Work to do =>
Write out every line of the material exactly as it appears.

Provided data =>
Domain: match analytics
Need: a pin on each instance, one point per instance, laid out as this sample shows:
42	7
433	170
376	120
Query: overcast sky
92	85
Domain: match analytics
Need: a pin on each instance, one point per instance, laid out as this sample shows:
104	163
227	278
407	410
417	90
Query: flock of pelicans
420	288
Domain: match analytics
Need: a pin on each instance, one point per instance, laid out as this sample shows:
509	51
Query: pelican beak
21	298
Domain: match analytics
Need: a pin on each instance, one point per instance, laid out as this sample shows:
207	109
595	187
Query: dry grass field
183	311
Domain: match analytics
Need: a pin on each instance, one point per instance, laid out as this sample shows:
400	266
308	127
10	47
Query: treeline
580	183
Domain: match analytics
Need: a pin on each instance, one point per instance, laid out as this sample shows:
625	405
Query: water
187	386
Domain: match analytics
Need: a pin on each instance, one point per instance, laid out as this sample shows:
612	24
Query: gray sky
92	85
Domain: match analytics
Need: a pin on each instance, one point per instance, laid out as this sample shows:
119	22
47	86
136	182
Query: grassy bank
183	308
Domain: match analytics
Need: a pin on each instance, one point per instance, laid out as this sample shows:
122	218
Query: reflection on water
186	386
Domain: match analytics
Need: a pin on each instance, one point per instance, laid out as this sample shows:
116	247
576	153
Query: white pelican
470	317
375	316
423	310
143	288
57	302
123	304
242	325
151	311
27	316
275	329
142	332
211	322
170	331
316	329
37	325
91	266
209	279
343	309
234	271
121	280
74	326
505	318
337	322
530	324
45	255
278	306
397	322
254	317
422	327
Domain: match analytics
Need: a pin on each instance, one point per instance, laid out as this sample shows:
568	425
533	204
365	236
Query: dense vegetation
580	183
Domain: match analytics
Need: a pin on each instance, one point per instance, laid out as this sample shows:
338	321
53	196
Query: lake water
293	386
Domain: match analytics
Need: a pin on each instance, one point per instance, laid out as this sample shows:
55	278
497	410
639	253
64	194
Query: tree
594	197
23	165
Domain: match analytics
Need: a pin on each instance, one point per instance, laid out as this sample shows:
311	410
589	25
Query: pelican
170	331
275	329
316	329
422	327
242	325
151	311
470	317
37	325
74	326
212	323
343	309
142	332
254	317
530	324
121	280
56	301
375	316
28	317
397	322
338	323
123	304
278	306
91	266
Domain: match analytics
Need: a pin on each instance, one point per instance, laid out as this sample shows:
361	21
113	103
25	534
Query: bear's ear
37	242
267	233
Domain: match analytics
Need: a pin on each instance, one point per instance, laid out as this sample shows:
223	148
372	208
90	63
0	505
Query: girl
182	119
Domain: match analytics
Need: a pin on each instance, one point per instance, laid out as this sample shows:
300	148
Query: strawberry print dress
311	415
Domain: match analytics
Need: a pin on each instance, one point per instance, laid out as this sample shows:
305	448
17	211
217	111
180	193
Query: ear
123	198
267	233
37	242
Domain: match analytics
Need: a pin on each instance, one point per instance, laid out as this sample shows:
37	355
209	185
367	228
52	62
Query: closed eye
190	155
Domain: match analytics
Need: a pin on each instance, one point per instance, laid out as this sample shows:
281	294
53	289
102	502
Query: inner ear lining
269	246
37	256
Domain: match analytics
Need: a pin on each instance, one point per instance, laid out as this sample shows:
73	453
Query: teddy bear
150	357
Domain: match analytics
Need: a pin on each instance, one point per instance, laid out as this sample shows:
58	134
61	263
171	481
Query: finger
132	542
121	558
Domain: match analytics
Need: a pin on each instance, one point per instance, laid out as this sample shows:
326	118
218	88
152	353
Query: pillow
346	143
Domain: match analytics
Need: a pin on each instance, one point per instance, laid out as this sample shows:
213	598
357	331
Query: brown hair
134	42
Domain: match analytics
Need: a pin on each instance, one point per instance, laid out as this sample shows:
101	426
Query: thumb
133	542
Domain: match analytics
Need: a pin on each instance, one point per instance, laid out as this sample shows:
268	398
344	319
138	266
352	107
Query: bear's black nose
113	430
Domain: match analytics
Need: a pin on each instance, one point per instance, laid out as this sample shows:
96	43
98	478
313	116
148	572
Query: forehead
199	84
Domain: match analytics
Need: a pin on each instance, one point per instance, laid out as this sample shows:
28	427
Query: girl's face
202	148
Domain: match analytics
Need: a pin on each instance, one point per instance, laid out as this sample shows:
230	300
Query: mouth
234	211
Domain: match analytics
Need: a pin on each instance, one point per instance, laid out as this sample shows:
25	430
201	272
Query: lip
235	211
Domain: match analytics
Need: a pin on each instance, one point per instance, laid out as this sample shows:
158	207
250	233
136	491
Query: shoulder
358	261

Exercise response =>
Domain: match analytics
Need: a pin on each instance, one point per instance, laid out as this sample shows:
42	7
433	170
376	120
Query: overcast sky
92	85
Domain: match analytics
Need: a pin on each instance, one point per instance, laid out as this sample shows:
104	163
227	278
407	410
417	90
Query: flock of pelicans
420	288
Domain: match analytics
Need: a pin on each instance, one point per instance, laid out as this sample shows:
509	51
Query: pelican beak
21	298
Domain: match analytics
Need: a pin on each instance, one point per instance, laid out as this sample shows:
207	109
595	187
Query: dry grass field
183	311
Domain: match analytics
Need: a pin on each instance, one point per instance, laid out as this sample shows:
400	266
308	127
10	47
Query: treeline
580	183
Domain: match analytics
Need: a pin on each instance, one point per instance, laid out as this sample shows:
625	405
Query: water
187	386
Domain: match analytics
Need: a pin on each instance, one point per instance, laid out as this sample shows:
612	24
Query: gray sky
92	85
Domain: match analytics
Need: a pin on each instance, one point per instance, laid out as this sample shows:
119	22
47	86
136	182
Query: grassy bank
183	308
Domain: match analytics
Need: a pin on each instance, one point per instance, laid out as this sample shows:
122	218
Query: reflection on water
186	386
Domain: match analytics
Need: a pin on each instance, one point per instance, laid out as this sample shows:
116	247
576	153
Query: white pelican
470	317
375	316
423	310
143	288
57	302
123	304
242	325
151	311
27	316
275	329
142	332
211	322
170	331
316	329
37	325
91	266
209	279
343	309
234	271
121	280
74	326
505	318
337	322
530	324
45	255
278	306
397	322
254	317
422	327
Domain: match analytics
Need: a pin on each instance, one point per instance, laid out as this sample shows:
568	425
533	204
365	236
Query: dense vegetation
580	183
Domain: match analytics
Need: a pin on each instance, one point per instance, laid out as this sample shows:
338	321
53	196
Query: lake water
293	386
Domain: match analytics
Need: a pin on each instance, one point per instance, laid out as this sample shows:
55	278
497	410
639	253
64	194
Query: tree
594	197
23	165
Domain: match analytics
Need: a pin on each instance, one point per instance, laid out as this sample shows:
311	410
589	25
Query: pelican
170	331
275	329
316	329
422	327
242	325
151	311
470	317
37	325
74	326
212	323
343	309
142	332
254	317
530	324
121	280
56	301
375	316
28	317
397	322
338	323
123	304
278	306
91	266
Domain: match analytics
Need: a pin on each instance, one point per instance, laid out as this sample shows:
361	21
113	103
25	534
Query: bear's ear
37	242
267	233
Domain: match analytics
Need: a pin on each instance, one point per instance, laid out as this sample shows:
223	148
372	208
90	63
0	505
Query: girl
182	119
Domain: match analytics
Need: a pin on each instance, one point per instance, laid out as this sample shows:
300	148
Query: strawberry print dress
311	415
Domain: match analytics
Need: a pin on each instance, one point per instance, laid out as this sample shows:
305	448
17	211
217	111
180	193
Query: ear
123	198
267	233
37	242
Domain: match analytics
Need: a pin on each instance, one point per instance, laid out as this sample shows:
37	355
209	185
367	228
52	62
Query: closed eye
190	155
Domain: match analytics
Need: a pin on each instance, one point per instance, laid out as this sample shows:
281	294
53	289
102	502
Query: inner ear lining
269	246
37	256
Domain: match analytics
Need: a pin on each instance, one point per instance, laid out as this sample shows:
73	453
Query: teddy bear
150	357
Domain: match analytics
Need: a pin on each instance, one point per instance, laid out as this sample shows:
58	134
61	263
171	481
Query: finger
132	542
121	558
Domain: match analytics
Need: a pin on each instance, one point per instance, laid out as this sample shows:
326	118
218	88
152	353
Query: pillow
346	143
Domain: match analytics
Need: a pin on each instance, one point per instance, laid out as this sample shows:
213	598
357	331
Query: brown hair
134	42
Domain: match analytics
Need: a pin on each instance, one point per instance, laid out as this sample shows:
101	426
Query: thumb
133	542
Domain: match analytics
Need: a pin on each instance, one point per instance, laid out as this sample shows:
268	398
344	319
138	266
352	107
Query: bear's black nose
113	430
Domain: match analytics
Need: a pin on each instance, one point per instance, laid out as this sample shows:
96	43
98	478
313	116
148	572
Query: forehead
199	84
Domain: match analytics
Need: a pin on each instance, one point per instance, laid out as this sample shows:
28	427
Query: girl's face
202	148
Domain: match analytics
Need: a pin on each instance, one point per instance, laid out as this sample shows:
230	300
Query: mouth
234	211
Domain: match analytics
Need: a pin on each instance, one point per instance, laid out as this sample shows:
25	430
201	272
Query: lip
235	211
Domain: match analytics
Need: a pin on each instance, one point per instance, laid out as this sample shows:
158	207
250	233
136	491
Query: shoulder
358	261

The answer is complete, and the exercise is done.